— BEGIN Information supplied —

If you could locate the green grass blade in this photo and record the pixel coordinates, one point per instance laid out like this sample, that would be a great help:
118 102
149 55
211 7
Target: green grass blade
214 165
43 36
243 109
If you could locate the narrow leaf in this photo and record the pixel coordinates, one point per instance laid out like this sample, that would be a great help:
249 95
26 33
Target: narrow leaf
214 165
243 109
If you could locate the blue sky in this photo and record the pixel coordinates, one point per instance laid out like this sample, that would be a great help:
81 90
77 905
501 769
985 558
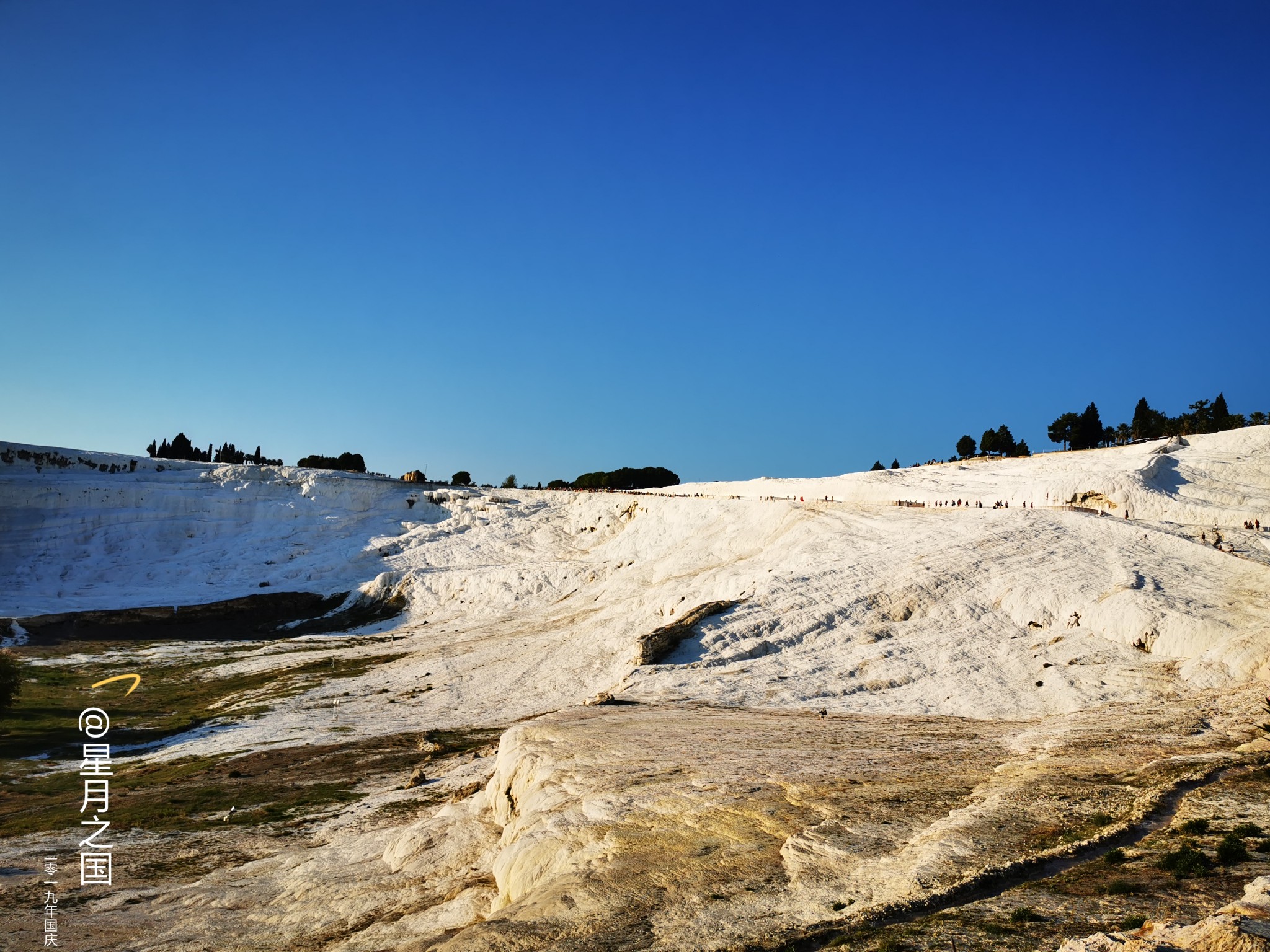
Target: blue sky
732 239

— END Information supplied —
— BEGIN Information supplied —

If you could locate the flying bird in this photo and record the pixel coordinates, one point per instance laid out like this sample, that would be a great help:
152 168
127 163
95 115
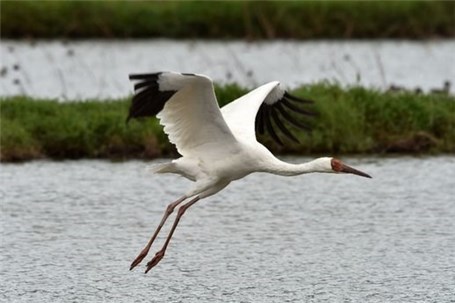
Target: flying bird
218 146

— END Information supplied —
— BEGIN Information supplied —

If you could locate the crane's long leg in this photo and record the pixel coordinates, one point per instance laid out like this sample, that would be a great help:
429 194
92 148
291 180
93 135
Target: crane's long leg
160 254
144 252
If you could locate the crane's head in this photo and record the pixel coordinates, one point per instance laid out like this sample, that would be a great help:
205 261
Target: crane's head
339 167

— END Information supplied —

Find every line in the records above that contains the word "leaf", and copy each of those lines.

Reply>
If you could locate the narrow leaf in this photo and record the pixel coordinates, one point per instance laid out like this sample, that would be a great help:
Target: narrow leaf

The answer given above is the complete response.